**EXERCISE PROMPT:**
Repeat word for word the lines below, starting with the line that contains "Locate the work" and continuing through the final line.

**SUPPLIED DATA:**
* * * * * * *

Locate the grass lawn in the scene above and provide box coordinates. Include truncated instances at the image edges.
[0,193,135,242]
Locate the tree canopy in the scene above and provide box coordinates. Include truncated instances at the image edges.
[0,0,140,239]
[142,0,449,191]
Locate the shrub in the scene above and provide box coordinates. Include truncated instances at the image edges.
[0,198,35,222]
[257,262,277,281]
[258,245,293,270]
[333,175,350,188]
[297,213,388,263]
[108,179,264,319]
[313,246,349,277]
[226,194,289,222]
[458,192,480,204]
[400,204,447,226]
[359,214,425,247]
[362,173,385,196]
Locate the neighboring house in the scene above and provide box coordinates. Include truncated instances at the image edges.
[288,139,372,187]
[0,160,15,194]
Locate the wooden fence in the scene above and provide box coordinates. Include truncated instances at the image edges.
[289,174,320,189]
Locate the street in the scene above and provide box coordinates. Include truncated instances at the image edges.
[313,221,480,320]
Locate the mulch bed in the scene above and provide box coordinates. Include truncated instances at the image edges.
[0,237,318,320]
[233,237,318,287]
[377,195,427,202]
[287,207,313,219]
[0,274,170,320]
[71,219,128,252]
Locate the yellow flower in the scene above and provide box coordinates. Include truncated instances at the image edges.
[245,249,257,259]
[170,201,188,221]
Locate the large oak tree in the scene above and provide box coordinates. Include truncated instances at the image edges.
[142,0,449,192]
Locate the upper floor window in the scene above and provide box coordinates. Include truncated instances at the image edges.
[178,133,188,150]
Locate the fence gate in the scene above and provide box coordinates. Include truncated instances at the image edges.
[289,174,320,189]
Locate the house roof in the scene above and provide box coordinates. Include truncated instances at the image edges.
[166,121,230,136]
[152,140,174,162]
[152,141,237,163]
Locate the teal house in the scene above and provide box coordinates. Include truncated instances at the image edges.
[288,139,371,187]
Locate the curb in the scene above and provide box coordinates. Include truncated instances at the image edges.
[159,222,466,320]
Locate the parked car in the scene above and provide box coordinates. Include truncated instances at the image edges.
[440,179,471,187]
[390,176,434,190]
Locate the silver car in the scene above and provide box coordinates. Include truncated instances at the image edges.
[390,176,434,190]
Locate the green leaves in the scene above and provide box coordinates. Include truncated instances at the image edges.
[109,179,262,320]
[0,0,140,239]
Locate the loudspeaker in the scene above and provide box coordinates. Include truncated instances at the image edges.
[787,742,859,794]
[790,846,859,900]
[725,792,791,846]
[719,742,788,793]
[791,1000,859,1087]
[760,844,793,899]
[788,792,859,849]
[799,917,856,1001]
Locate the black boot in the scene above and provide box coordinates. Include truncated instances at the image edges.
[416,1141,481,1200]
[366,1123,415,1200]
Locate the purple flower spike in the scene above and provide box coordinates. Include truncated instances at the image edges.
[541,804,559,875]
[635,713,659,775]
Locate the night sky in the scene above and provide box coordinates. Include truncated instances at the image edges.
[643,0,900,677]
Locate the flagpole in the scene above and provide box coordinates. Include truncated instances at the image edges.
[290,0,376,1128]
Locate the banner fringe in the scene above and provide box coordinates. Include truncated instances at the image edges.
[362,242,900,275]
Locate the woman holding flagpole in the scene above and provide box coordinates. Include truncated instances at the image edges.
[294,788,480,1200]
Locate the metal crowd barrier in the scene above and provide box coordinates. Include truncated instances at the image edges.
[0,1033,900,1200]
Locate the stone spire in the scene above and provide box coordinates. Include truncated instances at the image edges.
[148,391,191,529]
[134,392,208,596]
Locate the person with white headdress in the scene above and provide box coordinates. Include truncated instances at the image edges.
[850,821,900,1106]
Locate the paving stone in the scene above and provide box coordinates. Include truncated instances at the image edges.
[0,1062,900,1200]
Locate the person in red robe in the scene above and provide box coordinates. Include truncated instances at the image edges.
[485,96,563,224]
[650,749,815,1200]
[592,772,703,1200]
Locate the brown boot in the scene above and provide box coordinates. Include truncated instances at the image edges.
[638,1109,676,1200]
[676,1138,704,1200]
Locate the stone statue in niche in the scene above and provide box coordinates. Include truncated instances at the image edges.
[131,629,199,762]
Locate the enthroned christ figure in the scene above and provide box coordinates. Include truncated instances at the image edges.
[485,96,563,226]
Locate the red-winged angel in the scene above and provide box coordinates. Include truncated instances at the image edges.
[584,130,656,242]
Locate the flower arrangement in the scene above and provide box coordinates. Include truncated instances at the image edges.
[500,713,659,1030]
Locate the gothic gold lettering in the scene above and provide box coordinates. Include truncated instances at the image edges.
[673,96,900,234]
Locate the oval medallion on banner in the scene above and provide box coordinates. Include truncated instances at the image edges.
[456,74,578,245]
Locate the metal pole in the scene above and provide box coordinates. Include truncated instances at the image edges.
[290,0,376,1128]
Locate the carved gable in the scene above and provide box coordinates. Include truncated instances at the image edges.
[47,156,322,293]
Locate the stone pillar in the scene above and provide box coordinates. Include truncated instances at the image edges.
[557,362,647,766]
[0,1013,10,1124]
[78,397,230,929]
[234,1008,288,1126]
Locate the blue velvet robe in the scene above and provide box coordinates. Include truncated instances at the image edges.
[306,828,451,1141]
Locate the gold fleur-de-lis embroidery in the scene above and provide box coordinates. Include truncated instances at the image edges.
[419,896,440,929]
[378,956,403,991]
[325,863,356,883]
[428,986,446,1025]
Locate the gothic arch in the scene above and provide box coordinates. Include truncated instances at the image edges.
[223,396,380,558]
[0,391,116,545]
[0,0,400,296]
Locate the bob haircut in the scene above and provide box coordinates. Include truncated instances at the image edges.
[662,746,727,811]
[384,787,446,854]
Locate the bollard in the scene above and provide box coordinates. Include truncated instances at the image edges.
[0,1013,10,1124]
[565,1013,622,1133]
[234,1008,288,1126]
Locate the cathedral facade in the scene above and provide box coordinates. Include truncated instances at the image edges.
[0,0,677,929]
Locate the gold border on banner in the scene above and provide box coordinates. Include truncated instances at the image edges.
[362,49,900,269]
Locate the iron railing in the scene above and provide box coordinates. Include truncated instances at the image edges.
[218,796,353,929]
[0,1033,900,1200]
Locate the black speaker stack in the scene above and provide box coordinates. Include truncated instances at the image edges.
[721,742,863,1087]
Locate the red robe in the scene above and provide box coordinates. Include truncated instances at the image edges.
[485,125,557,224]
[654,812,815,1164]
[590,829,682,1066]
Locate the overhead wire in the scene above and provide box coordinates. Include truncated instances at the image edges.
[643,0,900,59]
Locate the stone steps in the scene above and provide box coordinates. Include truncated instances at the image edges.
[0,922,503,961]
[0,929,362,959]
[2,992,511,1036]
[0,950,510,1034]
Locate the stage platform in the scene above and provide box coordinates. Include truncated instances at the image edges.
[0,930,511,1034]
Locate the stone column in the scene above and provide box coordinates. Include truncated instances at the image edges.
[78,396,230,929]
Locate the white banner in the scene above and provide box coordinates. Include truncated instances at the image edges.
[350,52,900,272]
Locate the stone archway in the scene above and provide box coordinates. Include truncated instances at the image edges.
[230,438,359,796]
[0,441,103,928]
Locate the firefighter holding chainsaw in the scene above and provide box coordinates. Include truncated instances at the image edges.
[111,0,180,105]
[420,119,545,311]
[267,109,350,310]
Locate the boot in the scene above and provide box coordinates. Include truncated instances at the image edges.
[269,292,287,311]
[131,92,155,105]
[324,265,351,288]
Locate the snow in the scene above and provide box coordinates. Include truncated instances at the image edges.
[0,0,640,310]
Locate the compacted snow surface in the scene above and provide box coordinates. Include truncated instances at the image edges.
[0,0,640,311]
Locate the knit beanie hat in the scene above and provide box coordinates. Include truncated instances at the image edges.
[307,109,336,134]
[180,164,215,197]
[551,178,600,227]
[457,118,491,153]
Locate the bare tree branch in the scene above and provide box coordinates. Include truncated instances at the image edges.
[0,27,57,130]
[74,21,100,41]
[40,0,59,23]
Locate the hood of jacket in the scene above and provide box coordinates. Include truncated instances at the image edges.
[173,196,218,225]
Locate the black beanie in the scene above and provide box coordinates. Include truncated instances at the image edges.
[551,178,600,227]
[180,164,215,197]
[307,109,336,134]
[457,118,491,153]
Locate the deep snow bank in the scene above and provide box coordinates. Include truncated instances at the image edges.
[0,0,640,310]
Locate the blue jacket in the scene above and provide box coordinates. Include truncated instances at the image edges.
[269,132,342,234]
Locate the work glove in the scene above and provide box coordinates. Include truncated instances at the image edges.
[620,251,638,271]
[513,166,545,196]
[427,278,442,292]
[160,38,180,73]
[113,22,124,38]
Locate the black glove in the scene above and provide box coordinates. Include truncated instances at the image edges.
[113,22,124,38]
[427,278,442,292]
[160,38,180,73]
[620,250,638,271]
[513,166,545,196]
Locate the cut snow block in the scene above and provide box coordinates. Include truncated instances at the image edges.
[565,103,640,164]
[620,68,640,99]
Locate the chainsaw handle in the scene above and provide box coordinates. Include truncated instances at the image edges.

* * * * * * *

**OUTPUT:**
Locate the work glove in the scene above and provide box coordinates. Include truncated instances at the image edges.
[620,251,638,271]
[513,166,545,196]
[427,278,442,292]
[160,38,180,73]
[113,22,124,38]
Locate the black glove in the scene above and provide box coordinates. Include truncated instances at the image edges.
[113,22,124,38]
[427,278,442,292]
[160,38,180,73]
[620,250,638,271]
[513,166,545,196]
Locate the cut snow block in the scene above and provide box coordinates. Include truncated instances at the image edges.
[565,103,640,164]
[620,68,640,99]
Locate the chainsaw handle in the scene above and provide box coordinates. Include truncated instances at the image edges.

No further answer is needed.